**Görevler**
**a)** Blog yazısında kusurdan öte günah alışkanlığı olarak örneklenen davranışların tamamını sıralayın.
**b)** Blog yazısında hayata dair, ahlaki, dini ve felsefi düşünce ve yorumları sunulan kişi kimdir?
**c)** Ömür ve dostluk üzerine yazılmış blog yazısını son cümlesinden sonra alıp sürdürün.

**Kaynak Belge**

+-------+

Efkan Vural - Her şeye rağmen yaşamak çok güzel-10
SEVGİLİ EFKAN HOCAM NAÇİZANE FAKİRİNİZ HAKKINDAKİ YAZISINA ŞÖYLE DEVAM ETMİŞ... PAZARTESİ YAZI MİLLİYET BLOG DA GEÇ YAYINLANMIŞTI. BENDE SALI UNUTTUM. KISMET BUGÜNMÜŞ...
http://blog.milliyet.com.tr/her-seye-ragmen-yasamak-cok-guzel-10/Blog/?BlogNo=456879
Her şeye rağmen yaşamak çok güzel-10
Celal ÇELİK’in hayata dair, ahlaki, dini ve felsefi düşünce ve yorumlarını beğeniyle sunmaya devam ediyorum.
Ömür Geçiyor
1 ,2 ,3 ,4 ,5 ...... evet ömrümüzden beş saniye geçti. Zamanı durdurmanın ve geri almanın hiç imkanı yok. Saati durdursak da geçen gün ömürdendir. Ömür sermayesi tükeniyor. Belki de yarın dünyadaki son günümüz.
Gelin, eğer sigara içiyorsaniz, sigarayı bırakın... Yeter artık bu kilolar! sıkı bir rejim yapalım, spora başlayalım. Mesela sevdiklerinize zaman ayırın. Hiç oğlunuz veya kızınızla beraber, bir sirke veya basketbol maçına gittiniz mi?
Kendimize bir hedef seçelim ve planlar yapalım ve not alalım. Önceden, planladıklarımı acaba yapabildim mi? diye kontrol edelim.
Kusurunu Söyleyen Dostları Olmalı İnsanın
Tek kusursuz Allah’tır. Hepimizin az veya çok kusurlarımız vardır. Kimi insanların ise kusurdan öte günah alışkanlığı vardır. İçki, kumar, yalancılık gibi…
Bu imtihan dünyasında kusurlarımızı söyleyebilen dostlara ihtiyacımız var. “Dostum sen iyisin, hoşsun ama keşke şu huyundan da vazgeçsen” diyenler gerçek dostumuzdur.
Mesela, dostumuzun sırtında bir böcek gördük mü hemen uyarırız değil mi? Böceği geçtik, sırtına çıkmış zehirli bir akrep görsek, panikleyerek uyarmaz mıyız?
Neden uyarırız, çünkü o sevdiğimizi akrep sokabilir ve belki de ölebilir.
Kısacık dünyamızın harap olmasına sebep olabilecek akrebi görünce hemen uyaran insanlar, neden ölümsüzlük diyarı ahiretimizi harap edecek şeyler için uyarmazlar?

+-------+

(Kaydedilen veriler)
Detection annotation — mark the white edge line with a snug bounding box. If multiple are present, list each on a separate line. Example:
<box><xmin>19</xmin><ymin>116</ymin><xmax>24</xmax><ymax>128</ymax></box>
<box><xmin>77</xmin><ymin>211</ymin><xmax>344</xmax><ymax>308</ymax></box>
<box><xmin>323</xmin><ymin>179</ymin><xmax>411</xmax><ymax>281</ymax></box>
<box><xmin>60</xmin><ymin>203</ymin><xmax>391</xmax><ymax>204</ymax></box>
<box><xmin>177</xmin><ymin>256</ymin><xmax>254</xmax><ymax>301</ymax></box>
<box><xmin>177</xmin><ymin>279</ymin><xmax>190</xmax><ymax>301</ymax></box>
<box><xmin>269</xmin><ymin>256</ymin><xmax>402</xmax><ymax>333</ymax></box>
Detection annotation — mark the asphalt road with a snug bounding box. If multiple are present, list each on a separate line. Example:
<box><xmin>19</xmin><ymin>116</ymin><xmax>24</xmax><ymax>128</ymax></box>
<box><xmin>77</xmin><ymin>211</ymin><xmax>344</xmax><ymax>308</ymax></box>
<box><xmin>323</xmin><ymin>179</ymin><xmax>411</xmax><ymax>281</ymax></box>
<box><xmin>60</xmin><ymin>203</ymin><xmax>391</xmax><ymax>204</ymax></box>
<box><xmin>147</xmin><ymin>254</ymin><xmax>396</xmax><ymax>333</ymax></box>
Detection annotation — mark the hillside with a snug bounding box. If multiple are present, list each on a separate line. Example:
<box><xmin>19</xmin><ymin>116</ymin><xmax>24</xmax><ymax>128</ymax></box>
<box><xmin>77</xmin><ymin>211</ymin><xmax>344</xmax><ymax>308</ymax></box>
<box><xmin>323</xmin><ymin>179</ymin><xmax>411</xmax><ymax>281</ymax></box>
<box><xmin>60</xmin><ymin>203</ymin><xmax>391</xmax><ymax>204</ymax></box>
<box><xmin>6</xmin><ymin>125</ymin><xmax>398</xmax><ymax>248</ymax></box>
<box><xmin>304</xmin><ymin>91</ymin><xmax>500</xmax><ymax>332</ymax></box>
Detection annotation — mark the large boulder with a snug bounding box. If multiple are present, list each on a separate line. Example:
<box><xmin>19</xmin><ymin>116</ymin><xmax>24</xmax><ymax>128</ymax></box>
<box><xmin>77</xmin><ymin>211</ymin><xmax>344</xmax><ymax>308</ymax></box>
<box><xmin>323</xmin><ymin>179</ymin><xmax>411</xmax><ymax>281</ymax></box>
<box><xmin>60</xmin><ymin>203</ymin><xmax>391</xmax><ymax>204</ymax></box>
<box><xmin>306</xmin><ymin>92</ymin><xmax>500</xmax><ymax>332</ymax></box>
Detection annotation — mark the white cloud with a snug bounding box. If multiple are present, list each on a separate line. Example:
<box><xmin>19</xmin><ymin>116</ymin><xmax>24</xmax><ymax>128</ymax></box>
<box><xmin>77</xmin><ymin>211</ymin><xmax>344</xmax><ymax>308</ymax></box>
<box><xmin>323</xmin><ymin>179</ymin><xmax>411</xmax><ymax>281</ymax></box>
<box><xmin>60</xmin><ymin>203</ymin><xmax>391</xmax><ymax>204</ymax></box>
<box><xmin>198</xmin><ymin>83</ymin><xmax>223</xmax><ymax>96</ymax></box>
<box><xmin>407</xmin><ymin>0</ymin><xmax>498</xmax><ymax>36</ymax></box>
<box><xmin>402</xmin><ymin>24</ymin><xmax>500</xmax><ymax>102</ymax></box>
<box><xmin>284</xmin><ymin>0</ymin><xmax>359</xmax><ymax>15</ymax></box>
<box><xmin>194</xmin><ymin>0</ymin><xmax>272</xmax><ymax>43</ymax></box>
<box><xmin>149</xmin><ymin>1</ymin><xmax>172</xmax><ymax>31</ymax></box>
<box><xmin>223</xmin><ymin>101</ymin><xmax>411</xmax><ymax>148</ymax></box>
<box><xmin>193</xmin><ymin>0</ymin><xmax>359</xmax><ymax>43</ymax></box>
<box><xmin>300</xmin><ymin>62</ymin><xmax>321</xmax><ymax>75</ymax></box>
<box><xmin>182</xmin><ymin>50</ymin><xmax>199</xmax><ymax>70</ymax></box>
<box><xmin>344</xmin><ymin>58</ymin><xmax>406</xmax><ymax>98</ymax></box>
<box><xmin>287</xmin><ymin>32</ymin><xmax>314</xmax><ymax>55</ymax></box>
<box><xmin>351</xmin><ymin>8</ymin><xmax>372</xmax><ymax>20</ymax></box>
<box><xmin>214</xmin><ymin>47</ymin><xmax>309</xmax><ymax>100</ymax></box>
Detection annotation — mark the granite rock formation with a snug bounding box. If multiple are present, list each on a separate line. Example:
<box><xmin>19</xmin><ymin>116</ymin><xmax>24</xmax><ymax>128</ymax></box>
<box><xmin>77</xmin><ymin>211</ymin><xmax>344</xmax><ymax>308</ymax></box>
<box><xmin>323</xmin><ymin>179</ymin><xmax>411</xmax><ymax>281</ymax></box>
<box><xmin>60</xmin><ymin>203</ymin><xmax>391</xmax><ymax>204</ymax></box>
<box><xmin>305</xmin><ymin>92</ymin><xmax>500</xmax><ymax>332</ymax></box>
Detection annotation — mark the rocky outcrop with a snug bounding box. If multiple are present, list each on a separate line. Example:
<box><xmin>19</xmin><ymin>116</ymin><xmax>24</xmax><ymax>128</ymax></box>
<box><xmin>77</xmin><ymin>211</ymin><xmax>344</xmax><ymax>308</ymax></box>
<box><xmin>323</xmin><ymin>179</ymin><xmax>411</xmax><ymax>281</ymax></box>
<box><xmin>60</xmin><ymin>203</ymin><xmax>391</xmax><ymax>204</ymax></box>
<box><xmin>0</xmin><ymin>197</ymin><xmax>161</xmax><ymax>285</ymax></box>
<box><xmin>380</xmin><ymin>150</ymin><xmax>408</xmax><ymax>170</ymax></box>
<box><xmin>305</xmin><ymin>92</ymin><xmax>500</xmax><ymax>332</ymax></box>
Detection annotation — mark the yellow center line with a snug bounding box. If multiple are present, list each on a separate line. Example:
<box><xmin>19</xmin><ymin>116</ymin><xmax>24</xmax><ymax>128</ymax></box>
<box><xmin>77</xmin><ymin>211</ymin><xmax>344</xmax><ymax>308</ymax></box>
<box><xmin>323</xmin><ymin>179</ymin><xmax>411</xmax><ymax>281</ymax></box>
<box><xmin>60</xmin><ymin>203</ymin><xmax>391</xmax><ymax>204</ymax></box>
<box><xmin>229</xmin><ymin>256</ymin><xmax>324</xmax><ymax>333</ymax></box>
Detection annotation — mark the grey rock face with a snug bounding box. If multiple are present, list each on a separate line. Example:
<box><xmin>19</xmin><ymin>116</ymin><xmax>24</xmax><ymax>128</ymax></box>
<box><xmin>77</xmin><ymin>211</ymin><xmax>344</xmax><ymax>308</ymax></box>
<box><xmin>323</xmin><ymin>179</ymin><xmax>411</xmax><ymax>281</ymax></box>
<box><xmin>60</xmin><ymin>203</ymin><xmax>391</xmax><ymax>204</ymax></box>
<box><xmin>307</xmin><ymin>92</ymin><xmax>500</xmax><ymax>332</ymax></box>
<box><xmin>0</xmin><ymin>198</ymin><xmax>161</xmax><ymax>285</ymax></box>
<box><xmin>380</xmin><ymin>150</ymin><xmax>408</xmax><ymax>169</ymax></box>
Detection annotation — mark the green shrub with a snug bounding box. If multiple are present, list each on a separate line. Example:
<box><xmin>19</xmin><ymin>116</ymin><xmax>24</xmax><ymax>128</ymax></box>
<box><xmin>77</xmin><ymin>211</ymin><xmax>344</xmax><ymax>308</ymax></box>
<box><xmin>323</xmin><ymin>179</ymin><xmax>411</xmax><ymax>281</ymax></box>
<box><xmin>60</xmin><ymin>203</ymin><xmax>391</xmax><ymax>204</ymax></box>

+-------+

**Görev Bazında Sonuçlar**
**a)** İçki, kumar, yalancılık

**b)** Celal Çelik

**c)**
Evet ilahi aşk, dine hizmet etmek, Efendimizin SAV tebliğ yolunu takip etmektir. Dünyanın geçici olduğunu herkes bilir ama dünyaya dalar.
İlahi aşkla yananlar küsmek, kızmak, yorulmak, nefret nedir bilmezler. Tüm insanları severler, öyle severler ki, ateşe doğru uçuşan kelebekleri kurtarmaya çalışanlar gibi durmadan sevgiyle koştururlar.Benim şimdi bütün ibadetlerim, yazılarım, maillerim, facebook ta paylaştıklarım, sohbetlerim, dualarım hep Allah aşkımdandır.
Ölümsüzlük Mümkün Mü? Evet Ama Nasıl?
Hepimizin içinde sonsuz bir yaşama isteği, hiç ölmemek duygusu vardır. Dünyada binlerce yıldır, bir ölümsüzlük hayali ve ebedi gençlik arzusu vardır. Genetik ve tıbbi raştırmalar çoğunlukla hep bu hayal içindir. Peki bu mümkün mü? … Evet mümkün ama nasıl?
Allah’ın ölümsüzlük isteği vermesinin nedeni şudur diyebiliriz ki:
İnsan, bu duyguyla anlar ki Allah, biz insanları sadece bu kısacık fani dünya için yaratmış olamaz.
Binlerce yıldır her bahar kurulan yemyeşil dünya, her kış yok oluyor. Her sene milyonlarca çiçek, ağaç, meyveler Allah’ın rahmet hazinesinden yeni gelen baharla tekrar diriliyor.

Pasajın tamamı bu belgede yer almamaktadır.